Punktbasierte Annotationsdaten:
****************

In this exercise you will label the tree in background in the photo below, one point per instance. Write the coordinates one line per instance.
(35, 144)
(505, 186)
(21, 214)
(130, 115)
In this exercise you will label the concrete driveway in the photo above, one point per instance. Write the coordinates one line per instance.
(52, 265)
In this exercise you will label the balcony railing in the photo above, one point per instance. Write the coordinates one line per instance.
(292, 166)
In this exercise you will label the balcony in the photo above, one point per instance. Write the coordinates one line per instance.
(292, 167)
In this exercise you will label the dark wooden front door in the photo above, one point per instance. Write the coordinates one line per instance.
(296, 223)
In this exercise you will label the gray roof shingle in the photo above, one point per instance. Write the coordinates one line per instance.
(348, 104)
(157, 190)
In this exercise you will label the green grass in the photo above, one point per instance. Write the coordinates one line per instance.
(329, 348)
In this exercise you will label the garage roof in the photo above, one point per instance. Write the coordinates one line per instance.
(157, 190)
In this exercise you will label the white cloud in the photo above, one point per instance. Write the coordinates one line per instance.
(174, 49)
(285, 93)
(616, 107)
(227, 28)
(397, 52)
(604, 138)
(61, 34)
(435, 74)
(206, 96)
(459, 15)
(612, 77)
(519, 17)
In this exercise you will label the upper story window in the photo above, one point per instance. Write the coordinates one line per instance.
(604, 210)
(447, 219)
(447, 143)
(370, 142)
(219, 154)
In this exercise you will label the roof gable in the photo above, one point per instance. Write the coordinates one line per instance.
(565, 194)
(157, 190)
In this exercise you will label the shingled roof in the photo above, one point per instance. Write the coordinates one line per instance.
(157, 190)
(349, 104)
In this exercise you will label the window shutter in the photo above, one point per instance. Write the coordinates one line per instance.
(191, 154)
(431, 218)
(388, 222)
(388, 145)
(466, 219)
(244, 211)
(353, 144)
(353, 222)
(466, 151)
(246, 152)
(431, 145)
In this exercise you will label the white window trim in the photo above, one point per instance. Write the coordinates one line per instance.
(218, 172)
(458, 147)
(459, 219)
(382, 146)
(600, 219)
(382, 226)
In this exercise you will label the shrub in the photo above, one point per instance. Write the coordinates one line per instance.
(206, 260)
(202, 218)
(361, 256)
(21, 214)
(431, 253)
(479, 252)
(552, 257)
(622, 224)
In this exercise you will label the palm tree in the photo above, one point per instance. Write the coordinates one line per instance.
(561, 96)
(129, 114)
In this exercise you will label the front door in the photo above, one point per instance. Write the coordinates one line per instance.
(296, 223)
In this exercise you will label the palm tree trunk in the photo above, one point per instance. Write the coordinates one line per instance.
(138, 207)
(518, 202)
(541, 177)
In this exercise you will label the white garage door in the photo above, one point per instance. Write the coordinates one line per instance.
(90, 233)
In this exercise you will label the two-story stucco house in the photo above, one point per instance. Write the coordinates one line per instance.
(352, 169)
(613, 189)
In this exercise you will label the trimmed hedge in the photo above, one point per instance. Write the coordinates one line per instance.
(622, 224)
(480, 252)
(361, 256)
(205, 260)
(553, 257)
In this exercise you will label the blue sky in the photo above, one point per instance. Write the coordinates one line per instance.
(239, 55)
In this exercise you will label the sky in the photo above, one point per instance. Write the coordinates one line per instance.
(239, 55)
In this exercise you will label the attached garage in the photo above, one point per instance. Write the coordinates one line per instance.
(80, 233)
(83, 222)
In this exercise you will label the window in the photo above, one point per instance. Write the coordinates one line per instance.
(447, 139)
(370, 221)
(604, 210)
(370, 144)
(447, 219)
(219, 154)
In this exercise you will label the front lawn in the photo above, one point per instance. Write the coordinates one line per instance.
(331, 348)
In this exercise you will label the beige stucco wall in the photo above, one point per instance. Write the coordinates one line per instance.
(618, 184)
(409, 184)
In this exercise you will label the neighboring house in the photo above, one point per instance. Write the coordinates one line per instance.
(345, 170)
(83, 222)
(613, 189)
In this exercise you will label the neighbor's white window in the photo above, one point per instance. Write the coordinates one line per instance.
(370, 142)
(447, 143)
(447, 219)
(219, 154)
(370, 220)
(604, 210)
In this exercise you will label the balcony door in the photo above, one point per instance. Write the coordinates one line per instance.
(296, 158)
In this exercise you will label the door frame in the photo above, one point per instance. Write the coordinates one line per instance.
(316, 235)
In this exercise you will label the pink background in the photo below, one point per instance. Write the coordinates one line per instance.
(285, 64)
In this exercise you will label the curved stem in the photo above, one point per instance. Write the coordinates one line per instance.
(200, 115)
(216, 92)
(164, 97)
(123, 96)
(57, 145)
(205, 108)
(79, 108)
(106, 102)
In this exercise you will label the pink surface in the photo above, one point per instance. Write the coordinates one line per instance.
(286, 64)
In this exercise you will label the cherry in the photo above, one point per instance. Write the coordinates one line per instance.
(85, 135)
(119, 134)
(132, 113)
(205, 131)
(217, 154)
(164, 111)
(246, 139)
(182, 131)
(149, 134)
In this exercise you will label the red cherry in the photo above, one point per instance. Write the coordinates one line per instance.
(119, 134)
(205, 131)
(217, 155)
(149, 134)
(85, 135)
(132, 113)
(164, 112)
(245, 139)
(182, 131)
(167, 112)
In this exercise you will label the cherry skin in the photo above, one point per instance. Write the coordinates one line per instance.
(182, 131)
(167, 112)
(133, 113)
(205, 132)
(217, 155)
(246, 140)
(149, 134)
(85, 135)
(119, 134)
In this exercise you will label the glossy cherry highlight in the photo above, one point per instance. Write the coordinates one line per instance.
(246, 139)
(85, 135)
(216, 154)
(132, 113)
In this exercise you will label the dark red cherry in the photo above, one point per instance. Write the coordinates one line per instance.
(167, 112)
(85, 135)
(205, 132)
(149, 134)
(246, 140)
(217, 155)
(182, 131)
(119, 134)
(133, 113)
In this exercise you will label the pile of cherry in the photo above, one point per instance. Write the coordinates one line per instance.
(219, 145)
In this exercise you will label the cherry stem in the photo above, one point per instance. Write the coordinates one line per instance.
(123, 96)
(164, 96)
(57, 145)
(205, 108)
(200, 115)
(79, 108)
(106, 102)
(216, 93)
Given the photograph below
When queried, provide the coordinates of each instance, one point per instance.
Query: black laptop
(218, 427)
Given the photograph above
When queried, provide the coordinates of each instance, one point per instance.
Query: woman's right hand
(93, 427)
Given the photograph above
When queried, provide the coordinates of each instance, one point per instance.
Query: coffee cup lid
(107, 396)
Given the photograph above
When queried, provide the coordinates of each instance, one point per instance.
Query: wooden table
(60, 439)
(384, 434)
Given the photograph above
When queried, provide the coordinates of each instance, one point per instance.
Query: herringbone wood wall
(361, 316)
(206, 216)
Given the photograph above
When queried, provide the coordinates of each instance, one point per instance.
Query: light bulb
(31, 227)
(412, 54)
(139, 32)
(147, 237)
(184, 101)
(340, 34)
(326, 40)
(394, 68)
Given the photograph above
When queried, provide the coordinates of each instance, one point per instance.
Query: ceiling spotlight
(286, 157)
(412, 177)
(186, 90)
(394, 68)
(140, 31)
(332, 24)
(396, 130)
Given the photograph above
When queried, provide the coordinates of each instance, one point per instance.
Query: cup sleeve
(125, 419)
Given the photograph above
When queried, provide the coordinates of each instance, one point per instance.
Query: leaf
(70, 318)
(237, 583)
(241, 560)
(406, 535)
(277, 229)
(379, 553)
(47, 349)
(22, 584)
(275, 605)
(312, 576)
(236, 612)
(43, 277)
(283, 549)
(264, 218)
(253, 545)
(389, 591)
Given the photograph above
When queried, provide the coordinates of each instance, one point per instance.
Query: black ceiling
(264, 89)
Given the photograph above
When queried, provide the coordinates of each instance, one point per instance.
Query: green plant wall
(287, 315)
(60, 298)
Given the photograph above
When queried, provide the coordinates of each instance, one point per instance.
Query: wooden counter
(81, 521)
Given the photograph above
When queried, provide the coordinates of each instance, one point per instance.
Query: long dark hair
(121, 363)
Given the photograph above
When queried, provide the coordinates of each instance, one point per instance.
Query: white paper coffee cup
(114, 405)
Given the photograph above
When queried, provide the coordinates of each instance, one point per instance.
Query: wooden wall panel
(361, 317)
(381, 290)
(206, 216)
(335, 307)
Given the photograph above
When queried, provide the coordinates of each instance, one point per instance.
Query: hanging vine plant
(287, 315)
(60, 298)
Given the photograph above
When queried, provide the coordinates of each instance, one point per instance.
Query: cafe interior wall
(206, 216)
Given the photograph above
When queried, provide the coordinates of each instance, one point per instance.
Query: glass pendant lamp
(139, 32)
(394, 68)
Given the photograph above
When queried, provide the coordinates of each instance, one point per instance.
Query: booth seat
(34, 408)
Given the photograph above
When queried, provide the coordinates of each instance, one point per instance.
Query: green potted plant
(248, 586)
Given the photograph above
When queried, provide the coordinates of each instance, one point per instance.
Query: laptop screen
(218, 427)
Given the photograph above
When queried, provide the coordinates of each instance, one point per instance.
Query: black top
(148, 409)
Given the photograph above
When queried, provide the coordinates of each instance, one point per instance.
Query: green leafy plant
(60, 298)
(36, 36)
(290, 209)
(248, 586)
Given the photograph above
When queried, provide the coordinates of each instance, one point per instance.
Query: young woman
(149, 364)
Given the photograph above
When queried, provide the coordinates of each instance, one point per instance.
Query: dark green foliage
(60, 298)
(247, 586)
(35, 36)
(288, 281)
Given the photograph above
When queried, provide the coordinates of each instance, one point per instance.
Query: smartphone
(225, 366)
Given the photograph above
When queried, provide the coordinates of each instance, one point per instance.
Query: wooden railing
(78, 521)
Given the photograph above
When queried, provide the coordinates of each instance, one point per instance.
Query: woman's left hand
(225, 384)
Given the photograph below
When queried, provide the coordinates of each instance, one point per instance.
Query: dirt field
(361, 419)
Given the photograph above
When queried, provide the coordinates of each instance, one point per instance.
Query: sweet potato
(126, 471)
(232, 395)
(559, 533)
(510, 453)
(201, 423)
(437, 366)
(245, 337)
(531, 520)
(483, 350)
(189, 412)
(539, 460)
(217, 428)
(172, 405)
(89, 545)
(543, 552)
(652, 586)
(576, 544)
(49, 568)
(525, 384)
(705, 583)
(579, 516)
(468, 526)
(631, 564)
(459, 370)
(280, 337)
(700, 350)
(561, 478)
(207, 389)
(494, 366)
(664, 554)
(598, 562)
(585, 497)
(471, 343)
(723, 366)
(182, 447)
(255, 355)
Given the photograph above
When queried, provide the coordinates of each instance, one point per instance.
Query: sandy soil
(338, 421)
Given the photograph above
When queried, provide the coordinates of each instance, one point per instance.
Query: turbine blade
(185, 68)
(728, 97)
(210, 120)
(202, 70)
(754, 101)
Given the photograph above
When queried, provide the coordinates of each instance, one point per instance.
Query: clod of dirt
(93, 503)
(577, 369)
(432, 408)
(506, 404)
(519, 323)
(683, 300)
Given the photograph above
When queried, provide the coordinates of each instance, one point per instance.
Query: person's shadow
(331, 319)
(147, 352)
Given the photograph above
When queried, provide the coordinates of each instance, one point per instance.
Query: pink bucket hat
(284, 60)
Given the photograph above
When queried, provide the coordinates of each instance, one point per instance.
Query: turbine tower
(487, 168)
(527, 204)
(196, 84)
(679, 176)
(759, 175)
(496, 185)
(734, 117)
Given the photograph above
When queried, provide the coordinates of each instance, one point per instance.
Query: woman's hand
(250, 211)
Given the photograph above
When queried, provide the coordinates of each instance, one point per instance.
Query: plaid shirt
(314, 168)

****************

*Aufgabenbeschreibung:* Wählen Sie aus den obigen Daten jede Zeile aus, in der die Zeichenfolge „stucco“ vorkommt. Beachten Sie dabei die Groß- und Kleinschreibung.

*Gelöste Aufgabe:*
In this exercise you will label the two-story stucco house in the photo above, one point per instance. Write the coordinates one line per instance.
In this exercise you will label the beige stucco wall in the photo above, one point per instance. Write the coordinates one line per instance.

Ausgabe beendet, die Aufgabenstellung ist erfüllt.